▸ **Pointing dataset records**:
━━━━━━━━━━━━━━━━━━━━━━━━━━━━━━
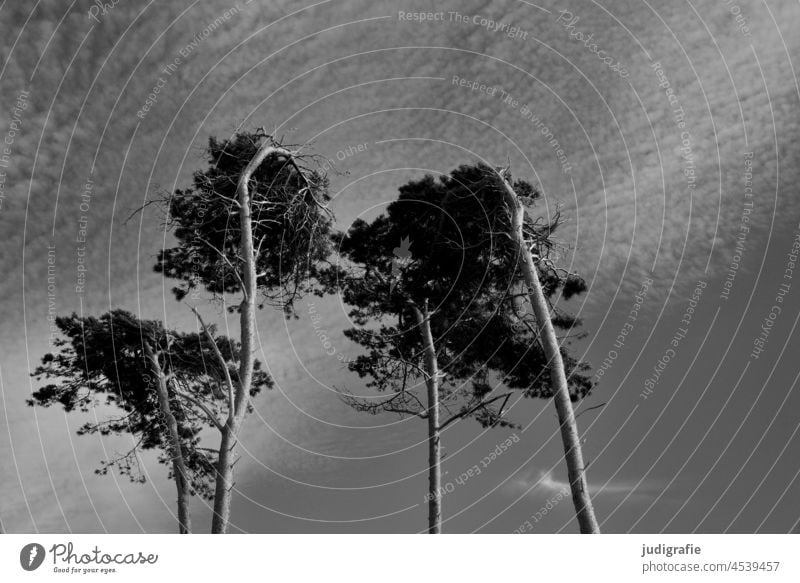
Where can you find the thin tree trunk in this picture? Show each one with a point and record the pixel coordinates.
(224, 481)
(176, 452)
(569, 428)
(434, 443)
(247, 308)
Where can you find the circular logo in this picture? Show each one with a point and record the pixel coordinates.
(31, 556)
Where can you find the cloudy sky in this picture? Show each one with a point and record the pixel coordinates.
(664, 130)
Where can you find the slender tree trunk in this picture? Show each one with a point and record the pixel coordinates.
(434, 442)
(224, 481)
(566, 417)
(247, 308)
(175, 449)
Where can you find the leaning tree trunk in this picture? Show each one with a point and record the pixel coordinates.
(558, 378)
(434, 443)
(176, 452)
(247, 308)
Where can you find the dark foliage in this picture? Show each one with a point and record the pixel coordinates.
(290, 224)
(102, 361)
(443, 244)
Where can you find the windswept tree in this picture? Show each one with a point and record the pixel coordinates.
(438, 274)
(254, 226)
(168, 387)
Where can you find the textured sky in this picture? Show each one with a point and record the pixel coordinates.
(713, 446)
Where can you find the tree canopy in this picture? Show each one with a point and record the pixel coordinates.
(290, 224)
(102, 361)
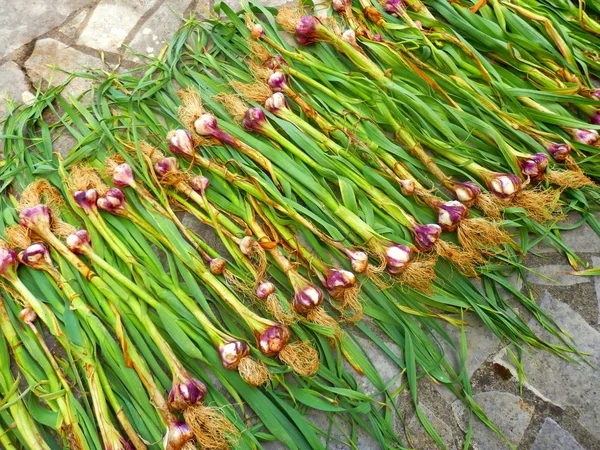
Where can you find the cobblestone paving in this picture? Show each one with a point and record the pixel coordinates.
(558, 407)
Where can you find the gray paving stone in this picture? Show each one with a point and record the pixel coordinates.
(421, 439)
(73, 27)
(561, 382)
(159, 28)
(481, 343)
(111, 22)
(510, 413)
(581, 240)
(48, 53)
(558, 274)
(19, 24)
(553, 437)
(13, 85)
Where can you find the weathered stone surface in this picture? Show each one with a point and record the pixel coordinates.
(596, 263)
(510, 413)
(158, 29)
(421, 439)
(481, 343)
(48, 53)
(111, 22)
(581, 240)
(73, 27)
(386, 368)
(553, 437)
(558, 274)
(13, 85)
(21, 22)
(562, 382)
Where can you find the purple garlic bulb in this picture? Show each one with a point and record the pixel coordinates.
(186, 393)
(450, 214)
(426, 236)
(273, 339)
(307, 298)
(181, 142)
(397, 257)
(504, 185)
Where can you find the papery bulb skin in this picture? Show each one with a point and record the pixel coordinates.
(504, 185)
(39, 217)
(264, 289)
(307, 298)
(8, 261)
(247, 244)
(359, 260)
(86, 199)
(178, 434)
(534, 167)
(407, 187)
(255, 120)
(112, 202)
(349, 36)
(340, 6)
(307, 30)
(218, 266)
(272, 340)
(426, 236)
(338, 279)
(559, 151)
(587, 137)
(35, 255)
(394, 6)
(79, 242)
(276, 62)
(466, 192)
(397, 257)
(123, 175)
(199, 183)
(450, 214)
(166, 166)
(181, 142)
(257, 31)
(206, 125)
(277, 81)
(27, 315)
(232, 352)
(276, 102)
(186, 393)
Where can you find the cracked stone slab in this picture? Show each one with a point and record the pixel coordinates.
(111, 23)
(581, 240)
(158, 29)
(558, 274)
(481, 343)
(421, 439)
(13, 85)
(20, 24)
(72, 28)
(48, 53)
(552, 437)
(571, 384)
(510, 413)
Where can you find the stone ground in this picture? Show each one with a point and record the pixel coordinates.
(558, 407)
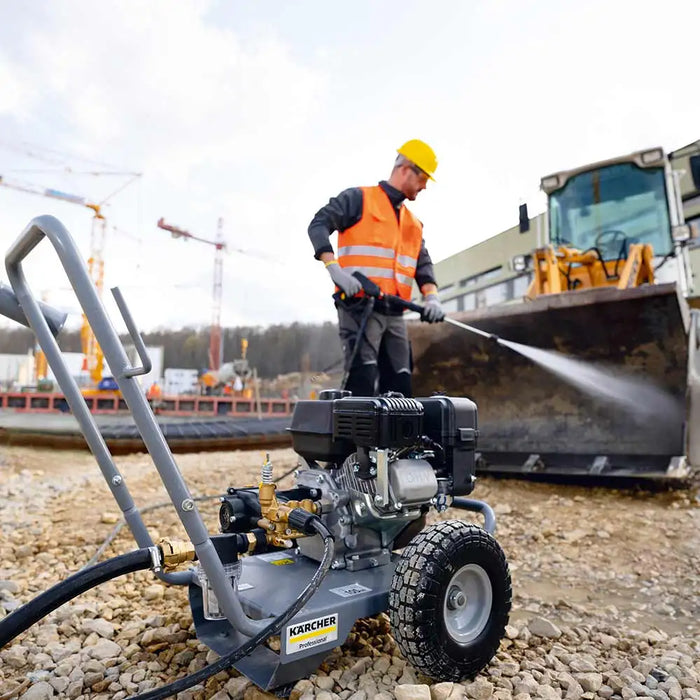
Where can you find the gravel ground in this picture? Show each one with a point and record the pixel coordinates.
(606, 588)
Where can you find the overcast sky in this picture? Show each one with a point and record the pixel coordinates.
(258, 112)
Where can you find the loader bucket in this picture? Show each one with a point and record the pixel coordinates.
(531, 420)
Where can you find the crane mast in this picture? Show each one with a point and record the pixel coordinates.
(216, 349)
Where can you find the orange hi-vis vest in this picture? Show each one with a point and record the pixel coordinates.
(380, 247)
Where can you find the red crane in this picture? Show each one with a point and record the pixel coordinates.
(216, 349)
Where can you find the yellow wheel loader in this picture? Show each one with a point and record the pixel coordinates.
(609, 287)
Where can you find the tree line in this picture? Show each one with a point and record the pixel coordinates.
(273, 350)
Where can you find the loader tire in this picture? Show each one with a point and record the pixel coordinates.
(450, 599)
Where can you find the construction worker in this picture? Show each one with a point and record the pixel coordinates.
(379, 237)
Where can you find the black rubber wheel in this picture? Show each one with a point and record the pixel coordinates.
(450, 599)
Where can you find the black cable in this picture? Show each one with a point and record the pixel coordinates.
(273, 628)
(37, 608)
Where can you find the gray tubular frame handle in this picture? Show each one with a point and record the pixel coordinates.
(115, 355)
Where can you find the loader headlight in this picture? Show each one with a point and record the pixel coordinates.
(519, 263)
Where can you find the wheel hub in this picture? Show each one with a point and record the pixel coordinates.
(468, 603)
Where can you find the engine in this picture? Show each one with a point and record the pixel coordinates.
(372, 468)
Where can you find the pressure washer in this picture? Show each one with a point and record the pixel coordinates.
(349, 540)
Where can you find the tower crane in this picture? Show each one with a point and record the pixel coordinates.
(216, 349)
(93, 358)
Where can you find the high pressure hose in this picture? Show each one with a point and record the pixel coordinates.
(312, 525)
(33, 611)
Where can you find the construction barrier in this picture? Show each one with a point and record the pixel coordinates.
━━━━━━━━━━━━━━━━━━━━━━━━━━━━━━
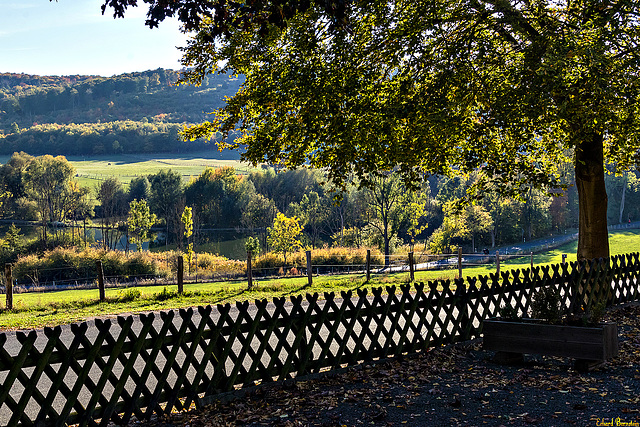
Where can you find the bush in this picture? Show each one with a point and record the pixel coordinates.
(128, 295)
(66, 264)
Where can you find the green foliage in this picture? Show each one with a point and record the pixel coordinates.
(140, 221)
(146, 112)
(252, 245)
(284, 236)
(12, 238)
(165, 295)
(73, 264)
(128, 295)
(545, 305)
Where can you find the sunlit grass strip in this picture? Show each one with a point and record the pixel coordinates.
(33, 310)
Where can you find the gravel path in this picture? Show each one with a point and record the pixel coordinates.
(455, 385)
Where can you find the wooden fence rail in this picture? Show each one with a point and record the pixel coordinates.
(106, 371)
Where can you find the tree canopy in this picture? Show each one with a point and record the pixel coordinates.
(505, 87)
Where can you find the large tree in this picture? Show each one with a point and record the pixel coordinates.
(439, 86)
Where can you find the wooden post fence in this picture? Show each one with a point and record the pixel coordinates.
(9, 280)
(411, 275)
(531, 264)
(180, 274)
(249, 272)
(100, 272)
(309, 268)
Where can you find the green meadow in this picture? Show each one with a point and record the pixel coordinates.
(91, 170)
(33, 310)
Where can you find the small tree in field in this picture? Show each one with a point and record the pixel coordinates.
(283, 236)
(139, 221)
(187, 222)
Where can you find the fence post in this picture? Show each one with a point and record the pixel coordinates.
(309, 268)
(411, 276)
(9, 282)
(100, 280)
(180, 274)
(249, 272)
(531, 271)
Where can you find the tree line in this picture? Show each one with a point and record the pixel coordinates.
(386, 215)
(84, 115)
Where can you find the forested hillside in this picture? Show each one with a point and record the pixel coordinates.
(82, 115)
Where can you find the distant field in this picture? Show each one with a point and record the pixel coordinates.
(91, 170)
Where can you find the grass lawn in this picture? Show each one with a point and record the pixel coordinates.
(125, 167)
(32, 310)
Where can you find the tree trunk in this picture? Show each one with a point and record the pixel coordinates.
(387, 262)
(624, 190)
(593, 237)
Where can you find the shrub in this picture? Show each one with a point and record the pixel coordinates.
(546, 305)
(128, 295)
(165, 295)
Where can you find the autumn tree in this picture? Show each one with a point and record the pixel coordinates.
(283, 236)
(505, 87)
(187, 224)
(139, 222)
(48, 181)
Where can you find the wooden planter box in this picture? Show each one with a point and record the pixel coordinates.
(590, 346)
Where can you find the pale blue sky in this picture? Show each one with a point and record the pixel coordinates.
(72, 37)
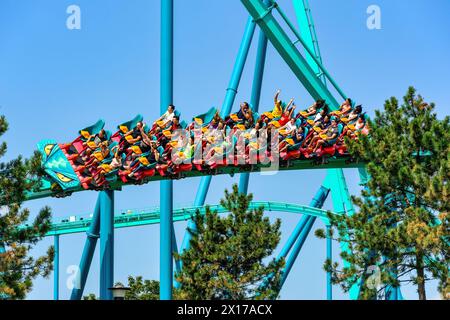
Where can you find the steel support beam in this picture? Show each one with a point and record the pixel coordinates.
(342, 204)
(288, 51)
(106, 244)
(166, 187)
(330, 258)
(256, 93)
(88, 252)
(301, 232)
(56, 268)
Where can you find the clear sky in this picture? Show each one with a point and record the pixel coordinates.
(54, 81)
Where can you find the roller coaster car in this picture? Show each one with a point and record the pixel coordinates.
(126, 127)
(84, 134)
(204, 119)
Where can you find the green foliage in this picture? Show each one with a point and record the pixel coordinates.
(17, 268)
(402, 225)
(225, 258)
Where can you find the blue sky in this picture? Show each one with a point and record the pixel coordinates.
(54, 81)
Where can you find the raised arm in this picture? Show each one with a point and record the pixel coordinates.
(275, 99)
━━━━━━━━━━━━━━━━━━━━━━━━━━━━━━
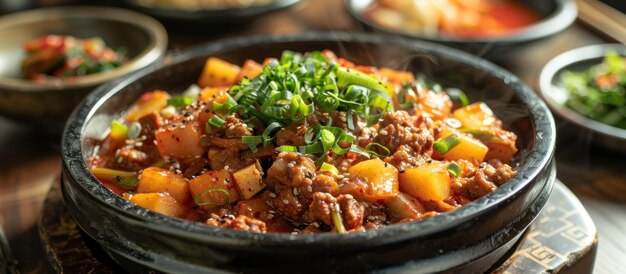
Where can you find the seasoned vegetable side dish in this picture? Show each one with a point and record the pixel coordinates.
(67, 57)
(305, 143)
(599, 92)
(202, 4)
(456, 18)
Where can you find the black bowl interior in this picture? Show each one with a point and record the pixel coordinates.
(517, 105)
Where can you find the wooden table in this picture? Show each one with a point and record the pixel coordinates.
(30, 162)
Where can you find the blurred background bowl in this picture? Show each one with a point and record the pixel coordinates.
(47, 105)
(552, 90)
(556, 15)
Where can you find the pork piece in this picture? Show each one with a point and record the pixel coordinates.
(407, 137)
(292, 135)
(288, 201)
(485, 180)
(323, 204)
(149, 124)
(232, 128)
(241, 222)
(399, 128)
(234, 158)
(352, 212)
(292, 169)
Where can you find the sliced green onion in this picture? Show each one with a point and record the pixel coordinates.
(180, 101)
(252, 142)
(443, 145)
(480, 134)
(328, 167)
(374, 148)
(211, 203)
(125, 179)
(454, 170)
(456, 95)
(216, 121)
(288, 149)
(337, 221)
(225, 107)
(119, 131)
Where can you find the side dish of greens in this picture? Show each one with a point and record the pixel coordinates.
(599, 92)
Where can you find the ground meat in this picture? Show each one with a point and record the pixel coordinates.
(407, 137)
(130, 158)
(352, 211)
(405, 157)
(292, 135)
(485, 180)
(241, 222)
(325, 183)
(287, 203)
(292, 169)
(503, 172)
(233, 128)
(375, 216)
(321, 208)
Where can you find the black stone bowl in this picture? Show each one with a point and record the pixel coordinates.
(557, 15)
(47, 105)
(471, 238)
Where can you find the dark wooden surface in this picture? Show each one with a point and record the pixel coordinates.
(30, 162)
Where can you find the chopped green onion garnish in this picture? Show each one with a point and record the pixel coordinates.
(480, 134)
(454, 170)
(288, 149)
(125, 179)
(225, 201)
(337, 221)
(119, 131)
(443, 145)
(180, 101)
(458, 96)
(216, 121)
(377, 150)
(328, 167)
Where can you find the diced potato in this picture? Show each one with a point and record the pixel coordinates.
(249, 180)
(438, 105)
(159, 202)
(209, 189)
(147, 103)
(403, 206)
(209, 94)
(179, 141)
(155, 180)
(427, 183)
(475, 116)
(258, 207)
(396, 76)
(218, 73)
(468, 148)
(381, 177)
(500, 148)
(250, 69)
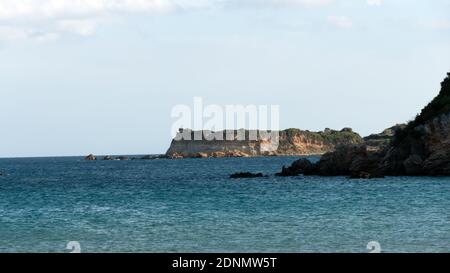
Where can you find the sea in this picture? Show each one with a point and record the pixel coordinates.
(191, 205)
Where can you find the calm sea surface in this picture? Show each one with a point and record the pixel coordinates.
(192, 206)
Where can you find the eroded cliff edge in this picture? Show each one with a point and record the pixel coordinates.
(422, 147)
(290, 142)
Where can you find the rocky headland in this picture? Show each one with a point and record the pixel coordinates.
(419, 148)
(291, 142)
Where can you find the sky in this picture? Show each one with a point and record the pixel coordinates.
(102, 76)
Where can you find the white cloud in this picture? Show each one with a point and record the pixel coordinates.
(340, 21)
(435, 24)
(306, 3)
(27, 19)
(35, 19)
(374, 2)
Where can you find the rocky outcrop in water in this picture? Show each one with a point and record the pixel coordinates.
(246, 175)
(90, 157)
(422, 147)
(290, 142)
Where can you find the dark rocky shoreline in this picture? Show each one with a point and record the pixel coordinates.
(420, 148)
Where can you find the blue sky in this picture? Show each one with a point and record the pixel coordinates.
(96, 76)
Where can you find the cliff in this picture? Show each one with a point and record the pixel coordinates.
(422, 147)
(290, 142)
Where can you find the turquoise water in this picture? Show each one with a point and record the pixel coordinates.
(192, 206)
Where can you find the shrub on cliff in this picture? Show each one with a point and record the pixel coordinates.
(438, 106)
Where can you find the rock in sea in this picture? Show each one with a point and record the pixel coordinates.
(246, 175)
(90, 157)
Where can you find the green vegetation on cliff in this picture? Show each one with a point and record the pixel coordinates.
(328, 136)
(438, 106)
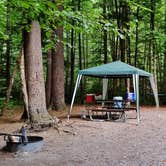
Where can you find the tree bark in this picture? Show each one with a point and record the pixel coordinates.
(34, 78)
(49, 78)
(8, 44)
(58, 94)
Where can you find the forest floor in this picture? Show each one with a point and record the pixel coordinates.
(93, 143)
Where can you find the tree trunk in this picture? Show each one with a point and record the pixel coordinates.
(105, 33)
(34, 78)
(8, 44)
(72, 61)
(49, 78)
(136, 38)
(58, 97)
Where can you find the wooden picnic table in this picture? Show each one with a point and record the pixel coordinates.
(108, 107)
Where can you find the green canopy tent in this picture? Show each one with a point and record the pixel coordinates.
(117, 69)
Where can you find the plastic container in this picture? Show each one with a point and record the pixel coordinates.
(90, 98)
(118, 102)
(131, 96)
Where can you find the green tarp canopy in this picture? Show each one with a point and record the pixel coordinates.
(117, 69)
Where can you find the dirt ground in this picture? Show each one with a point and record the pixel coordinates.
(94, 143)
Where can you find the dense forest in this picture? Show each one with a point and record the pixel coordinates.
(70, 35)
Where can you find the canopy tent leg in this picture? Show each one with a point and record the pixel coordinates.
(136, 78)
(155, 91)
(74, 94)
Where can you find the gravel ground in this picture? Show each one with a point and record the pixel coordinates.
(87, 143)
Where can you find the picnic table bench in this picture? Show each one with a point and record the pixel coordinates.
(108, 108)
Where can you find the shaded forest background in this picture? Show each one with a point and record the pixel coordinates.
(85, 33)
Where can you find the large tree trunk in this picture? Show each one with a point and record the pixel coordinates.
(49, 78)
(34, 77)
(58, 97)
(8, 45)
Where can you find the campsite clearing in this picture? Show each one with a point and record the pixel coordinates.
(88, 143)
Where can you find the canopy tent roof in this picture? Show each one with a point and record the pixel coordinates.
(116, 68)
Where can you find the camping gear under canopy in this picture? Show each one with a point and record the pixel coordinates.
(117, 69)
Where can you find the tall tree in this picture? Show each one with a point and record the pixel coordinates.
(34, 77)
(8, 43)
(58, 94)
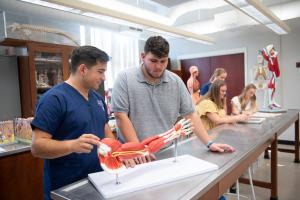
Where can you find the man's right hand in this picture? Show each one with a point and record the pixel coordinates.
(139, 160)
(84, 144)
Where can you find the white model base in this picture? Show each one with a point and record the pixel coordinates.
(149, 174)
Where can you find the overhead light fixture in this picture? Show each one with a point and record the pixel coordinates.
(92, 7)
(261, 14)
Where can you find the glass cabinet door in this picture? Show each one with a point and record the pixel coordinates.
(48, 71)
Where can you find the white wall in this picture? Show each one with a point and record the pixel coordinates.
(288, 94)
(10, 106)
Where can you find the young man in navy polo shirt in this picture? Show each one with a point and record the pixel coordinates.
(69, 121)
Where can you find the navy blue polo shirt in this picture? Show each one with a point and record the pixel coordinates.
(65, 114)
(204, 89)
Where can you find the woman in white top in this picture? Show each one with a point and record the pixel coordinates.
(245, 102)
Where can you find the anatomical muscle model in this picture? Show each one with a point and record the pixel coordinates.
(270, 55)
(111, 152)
━━━━━━━━━━━━━━━━━━━━━━━━━━━━━━
▸ **WHAT THE TASK REQUIRES**: State how many lines of the records above contain the word "rocky". Reply with the number alone.

▸ **THE COMPLETED TASK**: 3